● DOCUMENT SECTION:
_ _ _ _ _ _ _
Party members will need to approve the name change by postal ballot in coming weeks.

While Le Pen lost last year’s presidential run-off to centrist Emmanuel Macron, just making it that far suggests her attempts to detoxify her party’s brand is working.

France's far-right party Front National (FN) president Marine Le Pen and former U.S. President Donald Trump advisor Steve Bannon give a joint press conference during the French far-right Front National (FN) party annual congress on March 10, 2018 at the Grand Palais in Lille, north of France. (Sylvain Lefevre/Getty Images)

Le Pen’s announcement came a day after former White House chief strategist Steve Bannon took the stage alongside her, part of his tour of the Continent in which the former Breitbart News chief is building ties with European populist and far-right movements.

Addressing the congress, Bannon told them that “history is on our side.”
_ _ _ _ _ _ _
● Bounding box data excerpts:
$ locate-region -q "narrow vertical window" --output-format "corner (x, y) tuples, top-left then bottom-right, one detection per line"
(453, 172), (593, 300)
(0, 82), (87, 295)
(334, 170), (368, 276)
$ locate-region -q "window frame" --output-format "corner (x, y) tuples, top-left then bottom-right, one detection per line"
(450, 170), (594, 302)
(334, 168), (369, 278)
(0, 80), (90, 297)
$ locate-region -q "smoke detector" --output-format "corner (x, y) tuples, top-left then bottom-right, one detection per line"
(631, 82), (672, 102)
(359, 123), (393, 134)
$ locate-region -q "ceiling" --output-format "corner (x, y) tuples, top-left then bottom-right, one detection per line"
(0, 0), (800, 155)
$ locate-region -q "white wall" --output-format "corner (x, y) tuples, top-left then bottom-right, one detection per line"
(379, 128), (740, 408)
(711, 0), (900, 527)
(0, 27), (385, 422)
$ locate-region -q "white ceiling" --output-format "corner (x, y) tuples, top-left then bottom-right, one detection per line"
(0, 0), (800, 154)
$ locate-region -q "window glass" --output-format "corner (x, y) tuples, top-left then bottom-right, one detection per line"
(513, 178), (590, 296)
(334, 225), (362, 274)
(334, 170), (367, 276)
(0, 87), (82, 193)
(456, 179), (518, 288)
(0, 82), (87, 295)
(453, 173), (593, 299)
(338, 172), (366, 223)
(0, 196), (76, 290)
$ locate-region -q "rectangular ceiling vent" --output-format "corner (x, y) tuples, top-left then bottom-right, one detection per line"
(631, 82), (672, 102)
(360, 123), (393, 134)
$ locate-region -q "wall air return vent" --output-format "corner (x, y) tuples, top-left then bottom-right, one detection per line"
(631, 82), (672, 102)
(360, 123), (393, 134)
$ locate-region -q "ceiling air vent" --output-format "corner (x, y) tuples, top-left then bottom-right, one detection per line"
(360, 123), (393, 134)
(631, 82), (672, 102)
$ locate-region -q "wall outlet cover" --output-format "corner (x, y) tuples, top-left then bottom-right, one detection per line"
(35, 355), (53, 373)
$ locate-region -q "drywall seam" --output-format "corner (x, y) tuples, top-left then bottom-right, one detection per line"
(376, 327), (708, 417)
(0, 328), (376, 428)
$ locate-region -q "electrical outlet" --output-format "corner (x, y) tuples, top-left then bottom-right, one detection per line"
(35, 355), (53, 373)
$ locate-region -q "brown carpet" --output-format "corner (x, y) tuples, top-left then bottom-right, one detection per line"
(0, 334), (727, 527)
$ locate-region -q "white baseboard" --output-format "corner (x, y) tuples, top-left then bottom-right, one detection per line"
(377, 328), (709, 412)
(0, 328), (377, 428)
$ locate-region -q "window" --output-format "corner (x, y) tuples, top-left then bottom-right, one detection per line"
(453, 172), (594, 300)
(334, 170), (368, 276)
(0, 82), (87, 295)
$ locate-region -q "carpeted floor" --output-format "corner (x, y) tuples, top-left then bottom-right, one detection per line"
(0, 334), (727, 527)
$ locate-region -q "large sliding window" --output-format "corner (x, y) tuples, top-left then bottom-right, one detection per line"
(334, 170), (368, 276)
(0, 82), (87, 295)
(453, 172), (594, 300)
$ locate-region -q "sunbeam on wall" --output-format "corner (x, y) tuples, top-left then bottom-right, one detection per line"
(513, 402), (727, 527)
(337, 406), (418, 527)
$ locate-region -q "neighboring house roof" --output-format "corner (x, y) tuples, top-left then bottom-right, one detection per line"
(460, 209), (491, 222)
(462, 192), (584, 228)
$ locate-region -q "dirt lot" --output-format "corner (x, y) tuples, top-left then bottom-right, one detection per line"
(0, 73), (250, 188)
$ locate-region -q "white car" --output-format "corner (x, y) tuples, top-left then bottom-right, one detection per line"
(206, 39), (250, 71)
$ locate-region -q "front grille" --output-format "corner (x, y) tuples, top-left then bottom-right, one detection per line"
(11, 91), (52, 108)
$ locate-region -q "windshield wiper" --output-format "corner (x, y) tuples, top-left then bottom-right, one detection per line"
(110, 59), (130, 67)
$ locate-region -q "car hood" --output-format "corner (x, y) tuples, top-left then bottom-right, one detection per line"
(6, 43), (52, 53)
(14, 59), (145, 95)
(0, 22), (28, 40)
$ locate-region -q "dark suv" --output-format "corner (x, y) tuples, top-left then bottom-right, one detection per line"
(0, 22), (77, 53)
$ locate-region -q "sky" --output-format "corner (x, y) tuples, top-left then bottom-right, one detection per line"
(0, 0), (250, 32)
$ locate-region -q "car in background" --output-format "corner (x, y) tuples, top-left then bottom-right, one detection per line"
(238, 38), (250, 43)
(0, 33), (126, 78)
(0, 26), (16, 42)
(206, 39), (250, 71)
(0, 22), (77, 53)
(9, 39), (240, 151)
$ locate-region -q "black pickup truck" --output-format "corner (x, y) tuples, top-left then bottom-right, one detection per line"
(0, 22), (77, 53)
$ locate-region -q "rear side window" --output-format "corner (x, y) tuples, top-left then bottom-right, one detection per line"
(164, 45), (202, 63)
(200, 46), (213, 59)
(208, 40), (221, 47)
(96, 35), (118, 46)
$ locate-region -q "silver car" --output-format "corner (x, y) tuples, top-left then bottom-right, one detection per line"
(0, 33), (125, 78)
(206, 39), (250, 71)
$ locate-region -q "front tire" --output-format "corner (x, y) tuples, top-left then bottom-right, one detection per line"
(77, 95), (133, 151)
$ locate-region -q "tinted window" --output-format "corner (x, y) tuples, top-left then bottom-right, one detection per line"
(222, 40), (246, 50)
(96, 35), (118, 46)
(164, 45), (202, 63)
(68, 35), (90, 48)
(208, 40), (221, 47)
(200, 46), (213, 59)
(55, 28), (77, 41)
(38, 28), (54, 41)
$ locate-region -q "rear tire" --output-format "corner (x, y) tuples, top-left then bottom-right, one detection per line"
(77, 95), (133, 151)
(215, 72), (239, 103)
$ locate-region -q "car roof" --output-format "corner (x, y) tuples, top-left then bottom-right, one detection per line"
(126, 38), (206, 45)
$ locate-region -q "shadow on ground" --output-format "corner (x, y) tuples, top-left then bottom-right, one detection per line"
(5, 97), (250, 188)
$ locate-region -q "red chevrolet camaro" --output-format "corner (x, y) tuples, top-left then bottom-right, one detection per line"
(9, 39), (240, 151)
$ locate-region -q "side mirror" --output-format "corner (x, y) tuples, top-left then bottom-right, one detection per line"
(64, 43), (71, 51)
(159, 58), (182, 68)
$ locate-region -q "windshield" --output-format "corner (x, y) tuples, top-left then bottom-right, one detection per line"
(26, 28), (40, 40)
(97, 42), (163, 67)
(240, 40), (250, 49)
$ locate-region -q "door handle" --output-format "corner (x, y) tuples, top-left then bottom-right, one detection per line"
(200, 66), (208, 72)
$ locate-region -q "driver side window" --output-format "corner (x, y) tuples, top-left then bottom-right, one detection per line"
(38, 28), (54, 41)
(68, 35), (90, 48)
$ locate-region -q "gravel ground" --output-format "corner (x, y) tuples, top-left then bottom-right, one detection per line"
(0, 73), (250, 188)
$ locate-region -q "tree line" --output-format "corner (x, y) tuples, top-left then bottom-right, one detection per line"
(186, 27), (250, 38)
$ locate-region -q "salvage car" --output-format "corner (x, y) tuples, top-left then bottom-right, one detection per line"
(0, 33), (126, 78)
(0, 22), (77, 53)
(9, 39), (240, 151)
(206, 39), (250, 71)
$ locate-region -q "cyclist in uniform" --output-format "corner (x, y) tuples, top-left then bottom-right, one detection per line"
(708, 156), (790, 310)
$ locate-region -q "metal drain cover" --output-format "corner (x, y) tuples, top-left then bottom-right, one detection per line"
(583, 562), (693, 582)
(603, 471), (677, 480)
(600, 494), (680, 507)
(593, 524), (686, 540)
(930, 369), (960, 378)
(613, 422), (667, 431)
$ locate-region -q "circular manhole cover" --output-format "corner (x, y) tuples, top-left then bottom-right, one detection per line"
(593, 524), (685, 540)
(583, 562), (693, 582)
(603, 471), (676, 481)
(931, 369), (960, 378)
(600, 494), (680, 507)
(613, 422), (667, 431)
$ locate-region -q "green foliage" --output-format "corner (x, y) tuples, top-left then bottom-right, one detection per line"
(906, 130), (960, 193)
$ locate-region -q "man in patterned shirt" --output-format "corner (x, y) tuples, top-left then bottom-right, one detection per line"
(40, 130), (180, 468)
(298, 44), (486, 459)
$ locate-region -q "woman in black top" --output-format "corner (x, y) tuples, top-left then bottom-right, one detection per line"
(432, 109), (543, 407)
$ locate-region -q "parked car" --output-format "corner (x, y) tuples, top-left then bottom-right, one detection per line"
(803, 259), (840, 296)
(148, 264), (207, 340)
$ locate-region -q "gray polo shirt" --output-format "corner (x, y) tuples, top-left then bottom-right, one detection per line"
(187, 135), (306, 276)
_ _ _ _ _ _ _
● STATED TASK 1: Arrange the records, starting at their first line and ending at the line containing "(0, 0), (800, 154)", as a Markdown table with the columns Row and Line, one record line per row and blank lines left out.
● STATED TASK 2: Pick up the news piece about Marine Le Pen's party congress right after its last sentence and keep writing.
The news text and the records have nothing to do with each other.

● TASK RESPONSE 1:
| Row | Line |
|---|---|
| 1 | $ locate-region -q "narrow vertical window" --output-format "corner (x, y) tuples, top-left then bottom-right, one detection per line" |
| 2 | (453, 172), (593, 300) |
| 3 | (0, 82), (87, 295) |
| 4 | (334, 170), (368, 276) |
| 5 | $ locate-region -q "window frame" --output-format "corner (x, y) tuples, top-left then bottom-right, one detection per line" |
| 6 | (450, 170), (594, 302) |
| 7 | (334, 168), (369, 278) |
| 8 | (0, 80), (90, 297) |
| 9 | $ locate-region -q "smoke detector" --output-format "corner (x, y) tuples, top-left then bottom-right, one detection per line" |
| 10 | (631, 82), (672, 102) |
| 11 | (359, 123), (393, 134) |
| 12 | $ locate-region -q "ceiling" --output-format "corner (x, y) tuples, top-left then bottom-right, one detection per line" |
| 13 | (0, 0), (800, 155) |
| 14 | $ locate-region -q "white wall" --output-format "corner (x, y) tuples, top-left then bottom-right, one detection per line" |
| 15 | (379, 128), (740, 408) |
| 16 | (711, 0), (900, 527) |
| 17 | (0, 27), (385, 422) |
| 18 | $ locate-region -q "white ceiling" --output-format "corner (x, y) tuples, top-left then bottom-right, one detection per line" |
| 19 | (0, 0), (800, 154) |

● TASK RESPONSE 2:
“Let them call you racists. Let them call you xenophobes. Let them call you nativists. Wear it as a badge of honor,” Bannon said to applause.

“You are part of a movement that is bigger than that in Italy, bigger than in Poland, bigger than in Hungary.”

Despite his acrimonious departure from the White House, Bannon praised President Donald Trump’s agenda, saying a nativist approach would likely pay dividends in Europe as well.

“Our dear President Trump said: ‘We’ve had enough of globalists’,” he said. “Today’s politics cannot be summed up by the left-right divide. During the 2008 financial crisis, the governments and banks looked after themselves above all, they saved themselves and not the people.”

Cover image: France's far-right party Front National (FN) president Marine Le Pen gives a press conference during the French far-right Front National (FN) party annual congress on March 10, 2018 at the Grand Palais in Lille, north of France. (Sylvain Lefevre/Getty Images)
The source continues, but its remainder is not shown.